Requirements
The records are to be restated in their entirety, word for word.

─── Input rows ───

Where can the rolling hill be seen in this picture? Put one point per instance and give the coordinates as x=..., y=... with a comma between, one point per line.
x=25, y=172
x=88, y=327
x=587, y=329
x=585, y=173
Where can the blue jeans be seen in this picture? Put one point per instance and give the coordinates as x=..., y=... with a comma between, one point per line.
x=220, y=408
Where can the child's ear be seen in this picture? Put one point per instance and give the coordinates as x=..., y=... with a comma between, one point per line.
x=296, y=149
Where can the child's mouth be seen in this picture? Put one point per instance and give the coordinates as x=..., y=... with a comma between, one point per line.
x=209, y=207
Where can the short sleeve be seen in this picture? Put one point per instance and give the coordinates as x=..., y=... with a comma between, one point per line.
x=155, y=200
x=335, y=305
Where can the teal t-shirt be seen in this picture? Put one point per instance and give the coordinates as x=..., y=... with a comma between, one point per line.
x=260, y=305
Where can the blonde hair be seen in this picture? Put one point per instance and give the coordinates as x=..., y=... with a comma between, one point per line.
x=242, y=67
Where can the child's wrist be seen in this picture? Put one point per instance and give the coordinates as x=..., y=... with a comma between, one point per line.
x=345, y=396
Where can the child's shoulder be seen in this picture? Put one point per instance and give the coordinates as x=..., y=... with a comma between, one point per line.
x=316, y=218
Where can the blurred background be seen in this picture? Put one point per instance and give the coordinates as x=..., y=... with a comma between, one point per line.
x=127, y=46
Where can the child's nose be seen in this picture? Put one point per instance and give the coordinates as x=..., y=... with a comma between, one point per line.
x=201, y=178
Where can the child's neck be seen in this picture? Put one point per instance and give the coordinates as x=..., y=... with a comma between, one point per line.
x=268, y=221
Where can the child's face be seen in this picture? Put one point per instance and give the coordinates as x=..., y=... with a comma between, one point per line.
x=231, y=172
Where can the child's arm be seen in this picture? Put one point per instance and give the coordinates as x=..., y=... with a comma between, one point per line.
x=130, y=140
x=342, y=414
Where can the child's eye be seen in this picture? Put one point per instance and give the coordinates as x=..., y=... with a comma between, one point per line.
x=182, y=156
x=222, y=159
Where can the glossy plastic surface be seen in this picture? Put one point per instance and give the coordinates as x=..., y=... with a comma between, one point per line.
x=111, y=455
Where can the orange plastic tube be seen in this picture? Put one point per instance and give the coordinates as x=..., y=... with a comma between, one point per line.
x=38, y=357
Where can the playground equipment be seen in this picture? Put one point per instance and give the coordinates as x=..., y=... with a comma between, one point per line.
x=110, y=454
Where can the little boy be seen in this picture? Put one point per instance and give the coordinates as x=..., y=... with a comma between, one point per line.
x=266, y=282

───

Correct result
Where can the rolling hill be seen in this picture? Put one point per instance and give the coordinates as x=..., y=... with a comma between, one point per line.
x=25, y=172
x=88, y=327
x=587, y=329
x=585, y=173
Where can the blue jeans be seen in this picture? Put one point per instance and give the coordinates as x=..., y=... with a comma between, one point per line.
x=220, y=408
Where can the child's ear be seen in this picture? Put one point per instance and give the coordinates as x=..., y=... with a comma between, one point per line.
x=296, y=149
Where can the child's mouth be seen in this picture? Put one point per instance and give the coordinates as x=..., y=... with a comma between, one point per line.
x=209, y=207
Where can the short sleeve be seen in this picture? Put one point per instance and give the coordinates as x=..., y=... with a comma between, one point per line.
x=155, y=200
x=335, y=305
Where can the teal t-shirt be seen in this picture? Put one point per instance and give the coordinates as x=..., y=... with a comma between, one point per line.
x=260, y=305
Where can the blonde hair be seen in this picture? Put one point per instance and give the coordinates as x=..., y=... with a comma between, one point per line.
x=242, y=67
Where can the child's wrist be seen in this picture? Put one point per instance and give the coordinates as x=..., y=... with a comma between, one point per line.
x=345, y=396
Where can the child's shoulder be seen in this picture? Put one point per instance and give the coordinates as x=..., y=... with a comma between, one point per line.
x=316, y=218
Where can the blurred background be seen in this picture? Put one point per instance and give the coordinates as x=..., y=... with a comma between, one point per line.
x=127, y=46
Where can the child's nose be seen in this picture? Put one point per instance and give the coordinates as x=..., y=... with a comma between, one point per line.
x=201, y=178
Where can the child's neck be seen in this picture? Put one point per instance and give the coordinates as x=..., y=... with a comma between, one point per line.
x=268, y=221
Where can the child's face be seen in this picture? Put one point per instance and give the coordinates as x=..., y=... with a comma between, one point per line.
x=231, y=172
Where can the child's arm be seen in this picture? Put one point per instance and give the coordinates as x=..., y=... with a comma between, one point per line.
x=130, y=140
x=342, y=414
Where can the child's eye be seen in this picture? Put one point per instance and give the coordinates as x=..., y=... with a comma between, one point per line.
x=182, y=156
x=222, y=159
Where can the glossy plastic surface be seen in this picture? Put one point per instance and give the coordinates as x=..., y=... with a comma between, one point per line.
x=111, y=455
Where can the orange plastic tube be seen in this picture? Put one point per instance and give the coordinates as x=..., y=... with a comma between, one point per line.
x=38, y=357
Where can the playground equipment be seen in this picture? Put one point per instance and give the coordinates as x=..., y=... with a comma between, one point per line.
x=110, y=454
Where can the little boy be seen in this picture? Put one point per instance and give the coordinates as x=..., y=... with a comma between, one point per line.
x=266, y=282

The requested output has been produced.